Obama, Bennett agree: Keep Netanyahu guessing

The PM has two swords dangling above his head: Bennett’s bill to retroactively legalize settlement outposts, and the possibility Obama might let an anti-Israel resolution go through the UNSC.

Barack Obama and Benjamin Netanyahu meet in New York on Septmber 21 (photo credit: KOBI GIDON / GPO)
Barack Obama and Benjamin Netanyahu meet in New York on Septmber 21
(photo credit: KOBI GIDON / GPO)
For Prime Minister Benjamin Netanyahu, the following sequence of events would be nothing less than a scenario from hell.
On December 25, the first day of Hanukka and the day by which the High Court of Justice ordered that the settlement outpost of Amona must be dismantled, IDF soldiers might very well be called upon to trudge up to that Jewish community in Samaria and forcibly drag away its residents.
Passions will flare, the images will be gut-wrenching, and the country – with flashbacks to the withdrawal from Gaza in 2005 and the first evacuation of Amona in 2006 – will be torn.

Records of labeled boxes:

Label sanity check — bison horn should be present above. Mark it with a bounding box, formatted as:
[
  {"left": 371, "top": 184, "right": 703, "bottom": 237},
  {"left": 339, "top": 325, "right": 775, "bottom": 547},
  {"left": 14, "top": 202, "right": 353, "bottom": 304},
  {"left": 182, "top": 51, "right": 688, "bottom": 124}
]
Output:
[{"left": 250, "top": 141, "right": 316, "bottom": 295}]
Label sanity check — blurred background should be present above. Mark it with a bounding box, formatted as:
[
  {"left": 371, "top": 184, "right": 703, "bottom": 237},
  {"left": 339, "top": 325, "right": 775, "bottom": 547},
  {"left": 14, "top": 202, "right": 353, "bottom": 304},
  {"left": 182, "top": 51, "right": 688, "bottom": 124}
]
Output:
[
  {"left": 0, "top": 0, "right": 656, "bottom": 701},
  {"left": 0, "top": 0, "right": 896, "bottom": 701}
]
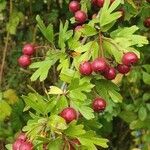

**Exercise description:** Print the passage of the Obama and Netanyahu article above from "The PM has two" to "away its residents.".

**Written solution:**
The PM has two swords dangling above his head: Bennett’s bill to retroactively legalize settlement outposts, and the possibility Obama might let an anti-Israel resolution go through the UNSC.

Barack Obama and Benjamin Netanyahu meet in New York on Septmber 21 (photo credit: KOBI GIDON / GPO)
Barack Obama and Benjamin Netanyahu meet in New York on Septmber 21
(photo credit: KOBI GIDON / GPO)
For Prime Minister Benjamin Netanyahu, the following sequence of events would be nothing less than a scenario from hell.
On December 25, the first day of Hanukka and the day by which the High Court of Justice ordered that the settlement outpost of Amona must be dismantled, IDF soldiers might very well be called upon to trudge up to that Jewish community in Samaria and forcibly drag away its residents.